-- Begin --

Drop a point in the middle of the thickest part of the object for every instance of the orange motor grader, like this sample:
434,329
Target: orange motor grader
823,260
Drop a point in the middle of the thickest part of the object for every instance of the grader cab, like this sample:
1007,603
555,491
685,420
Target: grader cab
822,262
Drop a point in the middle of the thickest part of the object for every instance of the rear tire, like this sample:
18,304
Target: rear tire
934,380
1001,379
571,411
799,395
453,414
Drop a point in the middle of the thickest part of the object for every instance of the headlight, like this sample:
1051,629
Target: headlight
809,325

-- End --

Reproduce the lines above word for word, from first to last, without changing anything.

Drop a point in the middle of the thickest part of the object for every instance of the orange motor grader, like this sample:
434,329
Target: orange motor grader
823,260
Drop a point in the middle of the thickest part of the object for every instance of the grader cab, like this sample:
1007,603
555,491
685,420
Target: grader cab
822,262
Drop a point in the middle of the thickest part of the object for every instance of the rear tire, like this sample:
18,304
Target: rear tire
934,380
1001,379
571,411
799,395
453,414
Drop a point in the middle of the thickest part of the object for every instance of the headlight, like this sample:
1051,629
Target: headlight
809,325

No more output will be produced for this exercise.